===== MATERIAL TO PROCESS

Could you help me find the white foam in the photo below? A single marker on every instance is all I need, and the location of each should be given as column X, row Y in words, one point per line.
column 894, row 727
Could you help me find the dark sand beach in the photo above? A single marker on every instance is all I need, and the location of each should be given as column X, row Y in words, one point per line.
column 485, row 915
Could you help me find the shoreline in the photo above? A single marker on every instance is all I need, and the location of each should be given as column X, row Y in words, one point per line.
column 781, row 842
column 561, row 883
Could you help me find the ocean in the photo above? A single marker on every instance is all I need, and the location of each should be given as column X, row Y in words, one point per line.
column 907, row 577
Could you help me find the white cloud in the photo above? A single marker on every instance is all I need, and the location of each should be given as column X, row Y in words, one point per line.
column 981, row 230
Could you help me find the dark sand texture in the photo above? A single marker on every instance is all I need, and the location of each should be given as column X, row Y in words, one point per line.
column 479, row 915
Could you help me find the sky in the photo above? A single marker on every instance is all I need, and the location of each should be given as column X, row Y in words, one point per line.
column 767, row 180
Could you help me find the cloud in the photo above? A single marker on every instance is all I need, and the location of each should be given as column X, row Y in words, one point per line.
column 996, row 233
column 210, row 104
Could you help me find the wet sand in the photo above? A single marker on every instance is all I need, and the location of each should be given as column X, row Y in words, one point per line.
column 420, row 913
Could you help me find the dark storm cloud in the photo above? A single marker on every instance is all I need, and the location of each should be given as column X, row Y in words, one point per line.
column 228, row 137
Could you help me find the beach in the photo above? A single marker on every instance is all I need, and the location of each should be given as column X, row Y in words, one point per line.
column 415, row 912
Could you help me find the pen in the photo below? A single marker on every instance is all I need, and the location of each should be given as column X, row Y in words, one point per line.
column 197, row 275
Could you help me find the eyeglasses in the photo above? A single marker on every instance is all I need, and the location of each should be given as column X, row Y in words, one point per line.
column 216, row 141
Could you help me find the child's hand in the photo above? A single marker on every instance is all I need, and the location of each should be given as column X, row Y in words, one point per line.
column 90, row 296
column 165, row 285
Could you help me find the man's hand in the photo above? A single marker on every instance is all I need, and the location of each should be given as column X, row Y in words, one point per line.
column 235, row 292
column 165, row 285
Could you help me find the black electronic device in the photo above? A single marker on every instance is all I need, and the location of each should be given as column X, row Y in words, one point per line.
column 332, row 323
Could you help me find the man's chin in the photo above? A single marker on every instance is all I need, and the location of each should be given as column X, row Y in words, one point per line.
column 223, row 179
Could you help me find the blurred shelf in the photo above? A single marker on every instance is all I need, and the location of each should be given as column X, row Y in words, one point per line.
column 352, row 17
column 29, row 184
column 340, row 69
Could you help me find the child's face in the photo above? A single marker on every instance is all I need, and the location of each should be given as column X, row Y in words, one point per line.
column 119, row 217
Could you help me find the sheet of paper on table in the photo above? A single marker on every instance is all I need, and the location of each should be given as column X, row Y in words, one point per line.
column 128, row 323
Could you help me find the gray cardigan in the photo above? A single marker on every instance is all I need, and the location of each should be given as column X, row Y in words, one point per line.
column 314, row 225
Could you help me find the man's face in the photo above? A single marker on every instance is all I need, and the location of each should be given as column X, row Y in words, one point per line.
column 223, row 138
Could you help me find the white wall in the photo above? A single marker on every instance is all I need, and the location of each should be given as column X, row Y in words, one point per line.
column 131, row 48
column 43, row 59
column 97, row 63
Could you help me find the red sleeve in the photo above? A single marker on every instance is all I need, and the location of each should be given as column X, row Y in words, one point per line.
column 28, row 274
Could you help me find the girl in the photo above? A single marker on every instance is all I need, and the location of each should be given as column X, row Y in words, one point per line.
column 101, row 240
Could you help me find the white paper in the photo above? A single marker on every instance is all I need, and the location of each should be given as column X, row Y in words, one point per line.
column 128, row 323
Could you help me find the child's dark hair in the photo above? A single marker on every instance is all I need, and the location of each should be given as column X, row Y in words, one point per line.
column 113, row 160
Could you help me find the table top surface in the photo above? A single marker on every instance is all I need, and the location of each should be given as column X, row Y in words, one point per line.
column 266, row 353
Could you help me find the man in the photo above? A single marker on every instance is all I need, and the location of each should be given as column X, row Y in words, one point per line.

==========

DIRECTIONS> Each entry above is to be transcribed without alteration.

WRITTEN RESPONSE>
Could you help me find the white foam in the photo below? A single marker on every instance is all I need, and the location of each should be given as column X, row Y in words, one point per line.
column 894, row 727
Could you help me find the dark sand beach in the photo above? A single marker on every instance is all I need, and the location of each should be given as column X, row Y in words, one point per line.
column 485, row 915
Could you help me find the shoreline in the photo above? A single marker on every instance is all I need, and the location of each should be given as column X, row Y in words, one point per line.
column 781, row 842
column 561, row 883
Could you help me find the ocean in the photo above? A single marker on every instance is all I need, and the location of each should be given as column X, row Y in words, one point per line.
column 907, row 577
Could you help me find the white cloud in the photo above? A single marker on every instance is all I need, and the location of each should be given as column X, row Y in words, one point per line.
column 981, row 230
Could you help me find the dark sand texture in the photo above? A single marker on every instance is all I need, and the location of each should be given as column X, row Y in words, one point per line.
column 479, row 915
Could you help me find the sky in the photo above? A single marker on every instance is all I need, and the location of each should be given as column X, row Y in words, one point per line.
column 767, row 180
Could you help me find the cloud in the photo above? A single marker on every instance is all I need, and the location of each should be given as column X, row Y in words, one point per line.
column 996, row 233
column 210, row 104
Could you help me find the wet sand in the photo above? A single marker on every instance is all I need, and the location of each should be given as column X, row Y in words, one point per line.
column 420, row 913
Could you help me find the dark storm cloud in the photo above? A single marker on every instance is all I need, and the location of each should be given as column X, row Y in words, one point per line.
column 228, row 137
Could you help me find the beach in the photo above? A single marker on every instance is all I need, and the location of each should be given as column X, row Y in words, one point per line.
column 415, row 912
Could you help me find the pen in the photo below? A single marker on every instance is all I need, and the location of each should be given as column X, row Y in words, one point per line.
column 197, row 275
Could you help me find the eyeglasses in the photo above? A single marker on every instance is all I need, and the location of each should be given as column X, row Y in words, one point per line.
column 216, row 141
Could you help me find the child's hand in the photo above? A single marker on every instance is all I need, and the location of each should be given as column X, row Y in words, one point per line.
column 90, row 296
column 165, row 285
Could you help me find the man's hand in the photo above? A single marker on every instance is all I need, and the location of each should be given as column X, row Y in words, one point per line.
column 235, row 292
column 165, row 285
Could you help me find the black electronic device in the photo above? A single marker on every instance is all I need, and the location of each should be given as column X, row Y in words, one point per line.
column 332, row 323
Could you help me find the man's chin in the photo above? A single marker on every instance is all I need, and the location of each should be given as column X, row Y in words, one point per line.
column 223, row 179
Could you help me find the blurred shelf in the photo above? A single marker on every instance is all I need, and the location of each should be given as column X, row Y in words, one point per line.
column 352, row 17
column 29, row 184
column 340, row 69
Could you help me find the child's face in the photo above? A single marker on every instance is all I need, and the location of each should be given as column X, row Y in words, one point per line.
column 119, row 217
Could you help me find the sheet of paper on table in the photo above? A single marker on every instance is all I need, and the location of each should be given as column X, row Y in words, one point per line.
column 128, row 323
Could you help me find the gray cardigan in the photo above? A single marker on every instance is all I need, and the location of each should be given as column X, row Y in words, one point per line.
column 314, row 225
Could you help me find the man's face in the photo above? A single marker on every instance is all I need, and the location of each should be given as column X, row Y in words, one point per line.
column 223, row 138
Could you help me find the white wall in the photo above? A single marker on every instance is all I need, and the location of each should be given as column X, row Y in words, one point per line.
column 131, row 48
column 43, row 59
column 97, row 63
Could you help me find the red sleeve in the photo above? A single marker on every instance is all I need, and the location of each should be given as column X, row Y in words, one point per line.
column 28, row 274
Could you help me find the girl in the photo above? A single marker on every instance is all I need, and the location of each should be given as column X, row Y in words, one point per line.
column 101, row 240
Could you help me find the white paper in the photo above? A single marker on every instance is all I need, and the location of each should be given as column X, row Y in words, one point per line.
column 128, row 323
Could you help me find the child's dark hair in the photo above? A single marker on every instance is all I need, and the location of each should be given as column X, row Y in words, one point per line.
column 113, row 160
Could you help me find the table top surface in the photo above? A single marker on every instance is all I need, and the location of each should be given as column X, row Y in words, one point per line.
column 266, row 353
Could you help me find the man in the photo above? A single marker on every instance is all I need, and the location of each should be given as column X, row Y in words, one point per line.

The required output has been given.